▸ Given passage
━━━━

The primary role of the vessel is to serve as a training platform for the PLA Navy to gain experience in operating from a modern aircraft carrier, and to develop and perfect the relevant technologies that will be used for the design and construction of China’s indigenous carriers.
The Varyag is the second hull of the Soviet Navy Project 1143.5 (Admiral Kuznetsov class) aircraft carrier. The 67,500-tonne vessel was laid down at the Nikolayev South Shipyard (formerly Shipyard 444) in Nikolayev on 6 December 1985 and was launched on 4 December 1988. The vessel was renamed Varyag in July 1990.
After the dissolution of the Soviet Union in 1991, the ownership of the vessel was transferred to Ukraine. Construction stopped by 1992 due to a lack of funding. By then, 70% of the construction had been finished. The vessel was structurally completed but without weapons, electronics, or propulsion. China first expressed interest in purchasing the Varyag in 1992. Chinese officials inspected the vessel stationed at the dock of the Nikolayev South Shipyard, but the negotiations were fruitless due to dispute over price. As a result, the unfinished Varyag remained at the dock unattended for six years.
In the late 1990s, the vessel was put up for auction and bought by a Macau-based Chinese company for US$20 million for conversion into a floating Casino and amusement park. The contract with Ukraine prohibited the buyer from using the vessel for military purposes. Before handing the ship over, the Ukrainians stripped all onboard equipment with potential military values.

━━━━

▸ Dataset rows
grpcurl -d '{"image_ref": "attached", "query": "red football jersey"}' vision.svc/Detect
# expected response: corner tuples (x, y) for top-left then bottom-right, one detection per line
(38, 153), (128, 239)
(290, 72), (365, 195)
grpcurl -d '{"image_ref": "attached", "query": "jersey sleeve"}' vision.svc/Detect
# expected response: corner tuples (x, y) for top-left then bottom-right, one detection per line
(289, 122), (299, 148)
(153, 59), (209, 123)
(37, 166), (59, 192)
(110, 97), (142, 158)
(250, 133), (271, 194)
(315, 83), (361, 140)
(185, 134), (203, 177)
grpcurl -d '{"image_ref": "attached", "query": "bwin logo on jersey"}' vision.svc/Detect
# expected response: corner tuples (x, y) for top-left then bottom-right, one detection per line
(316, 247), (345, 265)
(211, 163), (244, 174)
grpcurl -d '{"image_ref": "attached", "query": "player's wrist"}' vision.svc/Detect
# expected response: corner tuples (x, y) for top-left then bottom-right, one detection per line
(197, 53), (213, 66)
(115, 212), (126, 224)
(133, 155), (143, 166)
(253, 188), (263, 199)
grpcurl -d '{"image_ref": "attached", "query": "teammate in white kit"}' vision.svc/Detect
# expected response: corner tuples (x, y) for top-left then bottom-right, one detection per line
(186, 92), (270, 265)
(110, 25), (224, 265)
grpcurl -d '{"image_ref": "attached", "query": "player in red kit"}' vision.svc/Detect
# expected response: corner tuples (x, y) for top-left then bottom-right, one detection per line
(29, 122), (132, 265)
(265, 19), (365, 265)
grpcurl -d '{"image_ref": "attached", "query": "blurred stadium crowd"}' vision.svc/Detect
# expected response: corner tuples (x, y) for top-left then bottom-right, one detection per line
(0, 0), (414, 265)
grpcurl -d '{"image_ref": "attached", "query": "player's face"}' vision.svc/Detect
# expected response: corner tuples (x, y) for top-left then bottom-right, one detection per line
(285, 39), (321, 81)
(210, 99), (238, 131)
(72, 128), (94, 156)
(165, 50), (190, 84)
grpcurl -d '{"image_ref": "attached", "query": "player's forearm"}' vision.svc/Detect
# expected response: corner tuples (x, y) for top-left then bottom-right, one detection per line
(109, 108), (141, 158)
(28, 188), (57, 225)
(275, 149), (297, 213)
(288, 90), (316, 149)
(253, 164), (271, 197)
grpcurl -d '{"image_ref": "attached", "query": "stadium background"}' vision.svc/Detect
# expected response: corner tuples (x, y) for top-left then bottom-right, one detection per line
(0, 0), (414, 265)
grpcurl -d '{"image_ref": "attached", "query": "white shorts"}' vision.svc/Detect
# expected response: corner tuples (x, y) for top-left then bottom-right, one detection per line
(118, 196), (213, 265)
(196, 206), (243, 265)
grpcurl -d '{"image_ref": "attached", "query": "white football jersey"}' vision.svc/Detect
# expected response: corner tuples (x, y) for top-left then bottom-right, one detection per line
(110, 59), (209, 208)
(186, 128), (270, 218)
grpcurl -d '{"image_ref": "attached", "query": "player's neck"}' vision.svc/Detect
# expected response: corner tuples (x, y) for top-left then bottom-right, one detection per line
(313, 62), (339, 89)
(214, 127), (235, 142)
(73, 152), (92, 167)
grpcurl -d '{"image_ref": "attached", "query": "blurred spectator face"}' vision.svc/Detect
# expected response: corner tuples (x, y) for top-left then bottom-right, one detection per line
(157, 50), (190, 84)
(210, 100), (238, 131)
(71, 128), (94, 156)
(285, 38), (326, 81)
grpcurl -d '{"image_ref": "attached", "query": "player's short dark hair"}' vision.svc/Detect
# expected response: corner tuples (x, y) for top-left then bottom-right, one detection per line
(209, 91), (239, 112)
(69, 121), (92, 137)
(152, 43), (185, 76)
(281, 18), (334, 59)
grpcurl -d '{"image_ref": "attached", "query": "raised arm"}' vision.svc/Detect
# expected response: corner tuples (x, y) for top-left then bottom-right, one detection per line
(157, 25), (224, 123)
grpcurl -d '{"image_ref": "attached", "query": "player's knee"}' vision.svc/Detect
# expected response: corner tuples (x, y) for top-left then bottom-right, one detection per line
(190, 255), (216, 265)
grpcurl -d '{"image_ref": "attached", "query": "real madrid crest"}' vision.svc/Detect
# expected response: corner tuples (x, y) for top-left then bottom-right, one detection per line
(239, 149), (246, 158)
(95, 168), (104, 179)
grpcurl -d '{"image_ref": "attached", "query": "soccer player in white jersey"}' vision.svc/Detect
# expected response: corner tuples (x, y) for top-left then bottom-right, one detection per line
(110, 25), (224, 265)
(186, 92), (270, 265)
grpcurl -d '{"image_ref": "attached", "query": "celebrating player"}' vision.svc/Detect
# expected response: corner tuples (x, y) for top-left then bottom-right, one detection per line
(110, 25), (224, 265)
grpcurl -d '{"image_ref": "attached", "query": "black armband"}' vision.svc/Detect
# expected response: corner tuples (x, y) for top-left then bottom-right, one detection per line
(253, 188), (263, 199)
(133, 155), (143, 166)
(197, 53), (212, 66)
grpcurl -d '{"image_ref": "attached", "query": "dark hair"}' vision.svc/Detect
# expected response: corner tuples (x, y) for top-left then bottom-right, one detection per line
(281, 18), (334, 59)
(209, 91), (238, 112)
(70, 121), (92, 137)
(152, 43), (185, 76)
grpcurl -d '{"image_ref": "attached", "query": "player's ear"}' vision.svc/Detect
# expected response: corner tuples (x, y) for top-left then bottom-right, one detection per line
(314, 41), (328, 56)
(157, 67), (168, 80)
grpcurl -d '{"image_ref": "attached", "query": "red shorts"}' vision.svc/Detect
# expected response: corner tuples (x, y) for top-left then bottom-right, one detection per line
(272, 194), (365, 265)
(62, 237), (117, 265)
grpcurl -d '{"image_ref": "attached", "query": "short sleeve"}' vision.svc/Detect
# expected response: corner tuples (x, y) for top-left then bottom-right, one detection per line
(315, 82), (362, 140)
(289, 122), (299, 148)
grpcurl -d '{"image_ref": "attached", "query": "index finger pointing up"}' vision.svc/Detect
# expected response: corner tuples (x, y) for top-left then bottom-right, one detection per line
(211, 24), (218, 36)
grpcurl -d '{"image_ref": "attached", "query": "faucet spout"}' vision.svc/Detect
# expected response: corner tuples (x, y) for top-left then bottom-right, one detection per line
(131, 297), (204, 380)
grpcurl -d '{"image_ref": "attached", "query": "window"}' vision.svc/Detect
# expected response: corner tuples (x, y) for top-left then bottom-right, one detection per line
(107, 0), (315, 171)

━━━━

▸ Prompt
In the Varyag passage, how much did the Macau-based company pay for the vessel? The material has no connection to the Varyag passage.

▸ Correct response
US$20 million.